- [EXTRACTED DATA]
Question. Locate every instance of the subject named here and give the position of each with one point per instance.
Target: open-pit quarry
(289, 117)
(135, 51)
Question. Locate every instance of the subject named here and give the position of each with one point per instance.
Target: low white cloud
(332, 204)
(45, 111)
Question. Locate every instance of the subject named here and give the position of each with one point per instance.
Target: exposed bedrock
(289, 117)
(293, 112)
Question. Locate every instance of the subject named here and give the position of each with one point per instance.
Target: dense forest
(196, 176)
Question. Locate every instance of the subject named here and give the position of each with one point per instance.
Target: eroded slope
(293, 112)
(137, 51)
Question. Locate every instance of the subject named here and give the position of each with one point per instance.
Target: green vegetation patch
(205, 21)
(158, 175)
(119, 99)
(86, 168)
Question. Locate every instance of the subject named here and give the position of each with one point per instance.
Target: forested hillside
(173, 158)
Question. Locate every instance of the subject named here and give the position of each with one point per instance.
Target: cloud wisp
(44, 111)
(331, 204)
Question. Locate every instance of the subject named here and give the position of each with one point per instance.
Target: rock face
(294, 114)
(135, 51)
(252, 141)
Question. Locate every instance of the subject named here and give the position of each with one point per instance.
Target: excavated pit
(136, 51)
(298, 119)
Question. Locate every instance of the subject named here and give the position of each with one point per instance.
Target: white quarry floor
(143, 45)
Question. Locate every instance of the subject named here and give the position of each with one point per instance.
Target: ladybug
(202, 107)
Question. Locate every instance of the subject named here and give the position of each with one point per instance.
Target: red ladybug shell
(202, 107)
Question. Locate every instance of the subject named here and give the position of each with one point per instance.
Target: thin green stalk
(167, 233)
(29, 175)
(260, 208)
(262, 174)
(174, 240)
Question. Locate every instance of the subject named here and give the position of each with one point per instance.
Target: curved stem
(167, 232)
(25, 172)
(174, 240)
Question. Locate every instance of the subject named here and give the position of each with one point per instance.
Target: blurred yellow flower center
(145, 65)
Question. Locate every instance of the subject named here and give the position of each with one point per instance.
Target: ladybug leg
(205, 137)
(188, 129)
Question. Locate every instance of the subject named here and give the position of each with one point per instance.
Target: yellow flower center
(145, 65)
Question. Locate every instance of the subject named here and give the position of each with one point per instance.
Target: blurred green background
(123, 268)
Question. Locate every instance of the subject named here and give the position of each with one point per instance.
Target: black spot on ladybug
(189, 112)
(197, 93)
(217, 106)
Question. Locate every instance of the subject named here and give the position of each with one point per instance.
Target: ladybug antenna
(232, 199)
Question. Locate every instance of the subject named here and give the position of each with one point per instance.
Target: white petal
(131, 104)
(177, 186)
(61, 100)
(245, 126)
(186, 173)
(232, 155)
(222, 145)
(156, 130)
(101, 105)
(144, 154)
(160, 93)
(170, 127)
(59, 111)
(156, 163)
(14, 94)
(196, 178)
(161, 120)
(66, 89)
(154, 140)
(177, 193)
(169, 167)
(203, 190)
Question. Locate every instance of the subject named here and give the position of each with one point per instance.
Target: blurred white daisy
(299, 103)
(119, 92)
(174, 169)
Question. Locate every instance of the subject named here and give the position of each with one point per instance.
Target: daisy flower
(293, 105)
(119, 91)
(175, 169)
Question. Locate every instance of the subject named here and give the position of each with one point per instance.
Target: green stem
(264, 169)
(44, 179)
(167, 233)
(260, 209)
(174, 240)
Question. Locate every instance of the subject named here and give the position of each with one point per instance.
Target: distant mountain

- [YOUR TASK] Above are some records. Print them all exactly.

- [SOLVED PROBLEM]
Question. Locate every instance of the subject named here and give the position of each with one point per instance.
Target: open-pit quarry
(289, 117)
(135, 51)
Question. Locate every instance of the subject named here and give the position of each with one point per instance.
Target: low white cloud
(332, 204)
(45, 111)
Question. Locate every instance of the subject named here and give the position of each with one point per instance.
Target: exposed bedrock
(289, 117)
(293, 112)
Question. Locate every instance of the subject named here and give the position of each with one point per instance.
Target: dense forest
(196, 176)
Question. Locate every instance of the subject named here and give the position of each with one point per instance.
Target: eroded slope
(293, 112)
(137, 51)
Question. Locate every instance of the subject named here and give the position of each with one point per instance.
Target: green vegetation patch
(205, 21)
(158, 175)
(119, 99)
(86, 168)
Question. Locate every instance of the subject named here and give the position of each with one point per instance.
Target: forested hillside
(173, 158)
Question. Locate every instance of the subject named here and give the position of each with one point per instance.
Target: cloud wisp
(44, 111)
(331, 204)
Question. Locate every instance of the subject named here and give the position of each with one point per instance.
Target: rock face
(294, 114)
(135, 51)
(252, 141)
Question. Locate every instance of the subject named here and give the position of each with one point per instance.
Target: excavated pit
(136, 51)
(298, 119)
Question. Locate every instance of the subject named here and give the position of each with one point per instance.
Target: white quarry floor
(143, 45)
Question. Locate every instance of the subject named here and give the position of each with one point per instance.
Target: ladybug
(202, 107)
Question. Locate every instance of the subject named here and give the position of each with one point per instance.
Target: red ladybug shell
(202, 107)
Question. Locate every instance of the subject named here and give the position of each with one point per instance.
Target: thin green stalk
(167, 233)
(29, 175)
(260, 208)
(262, 174)
(174, 240)
Question. Locate every instance of the subject named here and give the position of each with one point per instance.
Target: curved stem
(167, 232)
(25, 172)
(174, 240)
Question. Locate every instance of the subject named here and give the position of each with one point per instance.
Target: blurred yellow flower center
(145, 65)
Question. Locate every instance of the subject named here and give the position of each with one point per instance.
Target: ladybug leg
(205, 137)
(188, 129)
Question. Locate every instance of the subject named here and give the position of each with one point per instance.
Target: yellow flower center
(145, 65)
Question. Locate every instance of the subject named here and give the position of each with one point per instance.
Target: blurred green background
(123, 268)
Question. Locate every instance of the subject named here and give the position of each with one point per instance.
Target: black spot on ladybug
(189, 112)
(197, 93)
(217, 106)
Question. Locate every instance of the subject named here and give the position of each with one point per instance.
Target: ladybug antenna
(232, 199)
Question. Locate every instance of the subject named here and give the position of each with one point per instance.
Target: white petal
(131, 104)
(177, 186)
(61, 100)
(245, 126)
(186, 173)
(232, 155)
(222, 145)
(156, 130)
(101, 105)
(144, 154)
(160, 93)
(170, 127)
(59, 111)
(156, 163)
(14, 94)
(196, 178)
(161, 120)
(66, 89)
(154, 140)
(177, 193)
(169, 167)
(203, 190)
Question. Locate every instance of the subject named here and give the position of each with one point per instance.
Target: blurred white daisy
(299, 103)
(119, 92)
(174, 169)
Question. Locate every instance of the subject named here and give the position of each with one point per instance.
Target: daisy flower
(293, 105)
(119, 91)
(175, 169)
Question. Locate every instance of the subject named here and give the position of each with one point per instance.
Target: green stem
(264, 169)
(44, 179)
(167, 233)
(260, 209)
(174, 240)
Question. Locate every instance of the subject named here and give the position of each with one point per instance.
Target: distant mountain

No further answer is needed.